Each record should be written out exactly as given.

#### [DATA EXTRACT]
========================================

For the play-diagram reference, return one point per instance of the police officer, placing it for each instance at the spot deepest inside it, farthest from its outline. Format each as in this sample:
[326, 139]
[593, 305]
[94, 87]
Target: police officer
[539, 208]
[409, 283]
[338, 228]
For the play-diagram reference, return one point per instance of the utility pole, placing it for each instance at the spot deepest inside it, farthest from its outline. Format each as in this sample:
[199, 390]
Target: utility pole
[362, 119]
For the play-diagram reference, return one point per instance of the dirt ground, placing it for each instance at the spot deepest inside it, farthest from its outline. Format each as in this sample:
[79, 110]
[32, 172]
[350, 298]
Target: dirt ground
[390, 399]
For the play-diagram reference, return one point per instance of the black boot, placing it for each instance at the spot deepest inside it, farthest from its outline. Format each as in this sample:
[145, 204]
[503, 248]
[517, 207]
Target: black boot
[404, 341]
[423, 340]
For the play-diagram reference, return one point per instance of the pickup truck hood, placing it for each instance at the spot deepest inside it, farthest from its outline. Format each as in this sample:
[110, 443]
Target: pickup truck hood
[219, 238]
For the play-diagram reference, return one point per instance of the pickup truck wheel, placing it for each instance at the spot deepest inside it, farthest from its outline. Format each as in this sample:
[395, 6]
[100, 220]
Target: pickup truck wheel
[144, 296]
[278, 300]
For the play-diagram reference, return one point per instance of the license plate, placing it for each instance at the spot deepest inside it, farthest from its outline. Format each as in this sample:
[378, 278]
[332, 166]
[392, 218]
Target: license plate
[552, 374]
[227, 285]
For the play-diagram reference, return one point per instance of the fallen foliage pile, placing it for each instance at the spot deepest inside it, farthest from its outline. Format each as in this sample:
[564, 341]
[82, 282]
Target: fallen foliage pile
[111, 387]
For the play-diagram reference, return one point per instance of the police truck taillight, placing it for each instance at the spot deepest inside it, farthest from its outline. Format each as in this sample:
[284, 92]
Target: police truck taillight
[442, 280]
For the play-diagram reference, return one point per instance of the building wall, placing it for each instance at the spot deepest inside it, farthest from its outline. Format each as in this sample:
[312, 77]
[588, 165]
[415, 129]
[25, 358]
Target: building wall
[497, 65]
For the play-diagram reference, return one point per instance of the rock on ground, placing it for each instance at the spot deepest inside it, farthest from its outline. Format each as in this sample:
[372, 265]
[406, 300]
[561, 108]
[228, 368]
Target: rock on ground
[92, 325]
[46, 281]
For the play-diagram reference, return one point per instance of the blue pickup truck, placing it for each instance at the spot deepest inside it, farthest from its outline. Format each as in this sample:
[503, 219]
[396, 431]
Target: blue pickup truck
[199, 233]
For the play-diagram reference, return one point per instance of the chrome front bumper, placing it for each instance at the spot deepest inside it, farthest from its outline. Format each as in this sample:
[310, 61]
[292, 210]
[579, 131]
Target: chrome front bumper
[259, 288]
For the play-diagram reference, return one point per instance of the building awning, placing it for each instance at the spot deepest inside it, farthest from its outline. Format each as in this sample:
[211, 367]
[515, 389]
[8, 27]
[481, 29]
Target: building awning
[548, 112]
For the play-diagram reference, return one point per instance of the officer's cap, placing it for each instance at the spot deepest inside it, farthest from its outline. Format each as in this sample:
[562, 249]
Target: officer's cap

========================================

#### [RESPONSE TO THE EXERCISE]
For the play-diagram reference, return one point per instance of the police officer, placing it for each instance at the spot deepest inside it, farthest from its outline. Format each as in this sample:
[326, 139]
[593, 305]
[94, 87]
Target: police officer
[539, 208]
[409, 283]
[338, 228]
For the play-diagram reference, return one point per instance of the utility pole, placing it for each instance at the spot deepest inside it, farthest from its outline. Format each as in this sample:
[199, 390]
Target: utility pole
[362, 119]
For the play-diagram reference, return one point per instance of the dirt ground, placing it for each instance at the spot deepest inside it, farthest from its outline. Format each as in this sample:
[79, 110]
[32, 172]
[350, 298]
Target: dirt ground
[390, 399]
For the play-diagram reference, return one point per instance of the black boot, placing it for each instance at the spot deepest inside it, farthest from its outline. Format each as in this sample:
[145, 204]
[503, 248]
[517, 207]
Target: black boot
[404, 341]
[423, 340]
For the play-diagram reference, return one point per instance of the pickup truck hood, placing it for each instance at the spot deepest inside it, farthest from its outline. Format each as in this sample:
[110, 443]
Target: pickup truck hood
[219, 238]
For the play-diagram reference, return one point per instance of the pickup truck wheel, placing it for each instance at the spot deepest inside it, farthest from its outline. Format each as in this sample:
[395, 6]
[100, 220]
Target: pickup truck wheel
[144, 296]
[278, 300]
For the play-diagram reference, return one point per instance of the license plate, placing it for each instance at the spot deepest inside it, farthest from its outline. Format each as in this sample:
[378, 278]
[332, 166]
[392, 218]
Target: license plate
[552, 374]
[227, 285]
For the play-diagram reference, return one point per instance of the fallen foliage pile, placing it for each instance at the spot deepest inside it, farthest from its outline. Format each as in this sample:
[564, 341]
[82, 282]
Target: fallen foliage pile
[111, 387]
For the play-diagram reference, return one point per instance of the police truck taillight, placing it for each instance at the spot deepest inside it, farthest from its outline. Format each as in this sample:
[284, 92]
Target: police truck taillight
[442, 280]
For the play-diagram reference, return one point per instance of the building wall, placing it for each instance at the spot deepest inside it, farthest from its outline. Format each as in this sample:
[312, 77]
[588, 165]
[415, 129]
[25, 358]
Target: building wall
[497, 65]
For the play-diagram reference, return one point per instance of the rock on ground, placing it for each instance at the spot deepest inside it, farthest from its outline. Format each as in this sample:
[372, 265]
[406, 300]
[561, 108]
[228, 368]
Target: rock on ground
[92, 325]
[46, 281]
For the play-diagram reference, return one point per instance of the blue pickup truck, placing it for each instance at the spot deepest inside it, farthest from its outline. Format each as in this sample:
[503, 219]
[396, 431]
Target: blue pickup truck
[199, 233]
For the play-diagram reference, return one point per instance of the chrome front bumper, placing it for each instance at the spot deepest inside it, farthest from its outline. Format each as in this sample:
[310, 61]
[292, 210]
[579, 131]
Target: chrome front bumper
[259, 288]
For the play-diagram reference, return one point per instance of the building awning, placing it for each instance at the spot deepest inside it, farthest from its outline. Format each as in this sample:
[211, 367]
[515, 389]
[8, 27]
[481, 29]
Target: building awning
[548, 112]
For the play-diagram reference, return one point per instance of the officer's cap, placing it for each instance at the spot deepest inside it, farthest from its outline. Format each as in this sample:
[562, 249]
Target: officer's cap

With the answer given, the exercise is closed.